--- begin Selected passage ---

So, I’ve described three ways to set up a Qualtrics project. First, by “set up a Qualtrics project”, I mean creating everything you would need for the data gathering, managing, and organising side of running a study using Qualtrics. That includes setting up Qualtrics itself and cleaning and reviewing the dataset ahead of analysis. This doesn’t include the data processing and analysing portion of the study - that’s been covered extensively in previous tutorials.

I also hope that this description will give you a sense of what these different R-intensity levels look like, and how much of an investment each is. Do keep a few important things in mind as you’re exploring the options below:

These levels build on each other. Starting with “Minimal” might be where you’re at now, but it’s also a good idea, especially if these tutorials are your only experience with R so far! You can always come back and explore more complex options if you find you’ve mastered the first level and want to streamline your study process.
I really, really don’t have a good sense of it, but I suspect that in a typical University school/department, not many people - maybe none - are doing the Majority option (described below). I looked into it for the purposes of writing this tutorial, so I don’t even use it myself (yet)! You might even find it doesn’t work as well as I’ve described, so let me know if you have any suggestions.

Choose Your Path

The next sections will be organised as Minimal, Moderate, and Majority based on the approaches described below. Following the steps in each section will each walk you through the process of building and maintaining the data from a Qualtrics study, but you will come out with a different underlying infrastructure depending on which level you go for.

R Level	Duplication vs Efficiency	Advantages	Disadvantages
Minimal	I want to get it done now and I'm not worried about having to do the same thing again in the future	Get everything set up straightaway	May have to repeat fiddly steps, change small details, or redo large chunks of the same process for the next time round
Moderate	I want to make it easier for myself in the future without getting bogged down in too much R	Less work to reproduce down the line	Requires more upfront time investment and some advanced R usage
Majority	I'm willing to spend more time setting things up now, so I can duplicate or redo as little as possible in the future	Set up an efficient, replicable system that can be adapted for future projects	More time-intensive to create, requires more knowledge of R and/or willingness to experiment with new packages/structures

Made your choice? Brill. The following sections of the tutorial will guide you through how to set up, download, and work with Qualtrics data for each level. Note that you can mix and match as you like, of course, but this tutorial isn’t designed that way.

Accessing Qualtrics

The following directions walk you through logging into Qualtrics, assuming you have a Sussex login. If not (hi!!), you’ll need to get in touch with your own IT department if you’re not sure how to access Qualtrics.

You can start on the University of Sussex homepage, then use the Search function to search for “ITS Qualtrics”. Similarly, you can also start on Google¹, and search for “ITS Sussex Qualtrics”. Either way, the first result should be the one you want: ITS Sussex’s Qualtrics Guide. There’s a friendly video and some info here, but the most useful stuff is at the bottom of the page, where there are instructions for logging in using your institutional ID.

Clicking on the big friendly “Log into Qualtrics” button under the video will get you to the home page of Qualtrics. Welcome!

Creating a Project

From the main landing page after login, click on the big blue button in the upper right-hand corner of the screen reading “Create project”.

--- end Selected passage ---

Set exercise A = Locate every line in the records below that contains the word "building", and copy each of those lines.

--- begin Supplied data ---

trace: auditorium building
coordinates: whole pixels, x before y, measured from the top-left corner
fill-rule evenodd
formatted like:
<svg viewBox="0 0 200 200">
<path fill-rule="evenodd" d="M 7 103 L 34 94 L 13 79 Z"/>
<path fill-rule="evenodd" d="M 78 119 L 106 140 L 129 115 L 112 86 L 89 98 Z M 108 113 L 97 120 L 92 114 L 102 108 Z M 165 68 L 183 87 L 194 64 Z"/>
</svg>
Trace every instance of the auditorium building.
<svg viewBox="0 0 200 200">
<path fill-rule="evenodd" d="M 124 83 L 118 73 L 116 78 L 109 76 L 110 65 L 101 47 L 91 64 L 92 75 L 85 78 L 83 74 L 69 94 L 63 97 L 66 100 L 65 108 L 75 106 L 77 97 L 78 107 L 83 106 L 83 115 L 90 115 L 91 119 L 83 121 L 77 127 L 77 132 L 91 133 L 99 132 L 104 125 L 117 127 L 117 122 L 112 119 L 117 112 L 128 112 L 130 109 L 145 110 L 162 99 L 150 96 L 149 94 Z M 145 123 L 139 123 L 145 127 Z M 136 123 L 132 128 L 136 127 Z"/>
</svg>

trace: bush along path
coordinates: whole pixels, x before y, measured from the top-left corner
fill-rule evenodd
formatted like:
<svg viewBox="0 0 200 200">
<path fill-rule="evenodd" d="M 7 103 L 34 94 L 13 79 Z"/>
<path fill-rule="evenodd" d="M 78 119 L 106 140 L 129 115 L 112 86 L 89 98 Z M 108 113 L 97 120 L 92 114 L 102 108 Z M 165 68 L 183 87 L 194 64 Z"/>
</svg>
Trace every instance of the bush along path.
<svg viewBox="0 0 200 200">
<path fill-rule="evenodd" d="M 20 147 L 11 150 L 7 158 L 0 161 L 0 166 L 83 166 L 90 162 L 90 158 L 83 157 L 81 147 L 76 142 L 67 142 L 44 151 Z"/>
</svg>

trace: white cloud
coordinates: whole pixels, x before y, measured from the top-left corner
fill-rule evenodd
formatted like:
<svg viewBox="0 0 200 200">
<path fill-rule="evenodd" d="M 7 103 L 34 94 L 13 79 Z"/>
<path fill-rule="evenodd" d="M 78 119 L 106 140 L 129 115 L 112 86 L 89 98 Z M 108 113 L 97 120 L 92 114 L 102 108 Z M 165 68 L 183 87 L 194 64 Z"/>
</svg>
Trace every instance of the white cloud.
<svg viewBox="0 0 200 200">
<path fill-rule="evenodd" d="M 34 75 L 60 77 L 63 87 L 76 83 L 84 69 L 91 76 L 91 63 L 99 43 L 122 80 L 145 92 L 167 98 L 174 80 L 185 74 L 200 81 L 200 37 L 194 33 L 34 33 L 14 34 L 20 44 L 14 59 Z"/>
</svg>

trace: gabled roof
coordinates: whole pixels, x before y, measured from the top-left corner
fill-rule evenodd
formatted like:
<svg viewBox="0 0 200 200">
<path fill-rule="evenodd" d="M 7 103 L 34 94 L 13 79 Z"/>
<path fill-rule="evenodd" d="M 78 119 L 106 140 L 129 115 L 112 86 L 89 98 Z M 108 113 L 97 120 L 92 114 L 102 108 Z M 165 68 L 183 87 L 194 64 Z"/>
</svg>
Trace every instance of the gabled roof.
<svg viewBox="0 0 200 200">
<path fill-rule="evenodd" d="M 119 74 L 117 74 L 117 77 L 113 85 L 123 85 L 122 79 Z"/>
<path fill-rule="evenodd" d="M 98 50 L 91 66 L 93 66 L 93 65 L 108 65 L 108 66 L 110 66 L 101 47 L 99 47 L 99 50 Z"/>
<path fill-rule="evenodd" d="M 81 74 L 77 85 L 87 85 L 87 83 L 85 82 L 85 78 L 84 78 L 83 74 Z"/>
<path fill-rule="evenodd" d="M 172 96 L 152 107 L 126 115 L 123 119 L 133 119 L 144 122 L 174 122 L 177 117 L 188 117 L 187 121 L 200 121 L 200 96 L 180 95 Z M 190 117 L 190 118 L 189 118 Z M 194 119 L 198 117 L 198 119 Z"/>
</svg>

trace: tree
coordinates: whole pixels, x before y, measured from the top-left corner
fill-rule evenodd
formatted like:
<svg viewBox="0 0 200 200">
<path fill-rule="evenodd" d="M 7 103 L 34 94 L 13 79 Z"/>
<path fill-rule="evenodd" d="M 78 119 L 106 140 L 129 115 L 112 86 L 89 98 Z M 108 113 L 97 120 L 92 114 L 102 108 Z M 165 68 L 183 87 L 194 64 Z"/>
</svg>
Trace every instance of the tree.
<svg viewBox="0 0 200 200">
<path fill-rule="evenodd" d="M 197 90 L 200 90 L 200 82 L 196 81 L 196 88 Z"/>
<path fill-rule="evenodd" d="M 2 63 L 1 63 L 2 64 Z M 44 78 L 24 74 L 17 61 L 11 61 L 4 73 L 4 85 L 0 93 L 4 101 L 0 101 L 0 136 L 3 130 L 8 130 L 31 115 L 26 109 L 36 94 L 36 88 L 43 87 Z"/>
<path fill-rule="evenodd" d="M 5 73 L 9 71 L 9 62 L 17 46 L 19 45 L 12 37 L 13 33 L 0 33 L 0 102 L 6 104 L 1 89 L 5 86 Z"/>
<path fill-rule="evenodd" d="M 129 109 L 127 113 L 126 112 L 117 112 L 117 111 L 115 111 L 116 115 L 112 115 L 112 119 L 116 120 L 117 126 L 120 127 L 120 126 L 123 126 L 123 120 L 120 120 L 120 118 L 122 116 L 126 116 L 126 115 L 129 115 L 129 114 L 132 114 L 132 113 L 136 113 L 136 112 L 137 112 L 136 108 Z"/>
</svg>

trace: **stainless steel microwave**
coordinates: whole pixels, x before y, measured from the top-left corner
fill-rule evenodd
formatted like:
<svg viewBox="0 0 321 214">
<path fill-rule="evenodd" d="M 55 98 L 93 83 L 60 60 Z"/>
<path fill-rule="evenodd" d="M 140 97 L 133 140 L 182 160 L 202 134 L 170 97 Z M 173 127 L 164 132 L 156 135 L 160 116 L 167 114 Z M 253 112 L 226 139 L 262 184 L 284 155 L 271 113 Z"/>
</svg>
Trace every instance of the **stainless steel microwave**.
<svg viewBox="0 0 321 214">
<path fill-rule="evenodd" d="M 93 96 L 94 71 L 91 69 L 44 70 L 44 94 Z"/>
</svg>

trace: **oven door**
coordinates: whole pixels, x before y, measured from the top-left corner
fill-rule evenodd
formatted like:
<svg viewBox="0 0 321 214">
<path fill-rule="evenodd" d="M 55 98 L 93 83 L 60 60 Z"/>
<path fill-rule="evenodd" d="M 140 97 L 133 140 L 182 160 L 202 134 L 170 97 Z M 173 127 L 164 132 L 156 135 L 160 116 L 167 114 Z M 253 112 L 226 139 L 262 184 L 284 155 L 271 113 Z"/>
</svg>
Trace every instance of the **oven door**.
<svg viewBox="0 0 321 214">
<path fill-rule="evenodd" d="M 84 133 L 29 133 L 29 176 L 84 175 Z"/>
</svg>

--- end Supplied data ---

Set exercise B = Reproduce the portion of the Qualtrics tutorial above that begins with the words containing "Accessing Qualtrics" and ends with "your institutional ID.".

Task response A =
trace: auditorium building
Trace every instance of the auditorium building.

Task response B =
Accessing Qualtrics

The following directions walk you through logging into Qualtrics, assuming you have a Sussex login. If not (hi!!), you’ll need to get in touch with your own IT department if you’re not sure how to access Qualtrics.

You can start on the University of Sussex homepage, then use the Search function to search for “ITS Qualtrics”. Similarly, you can also start on Google¹, and search for “ITS Sussex Qualtrics”. Either way, the first result should be the one you want: ITS Sussex’s Qualtrics Guide. There’s a friendly video and some info here, but the most useful stuff is at the bottom of the page, where there are instructions for logging in using your institutional ID.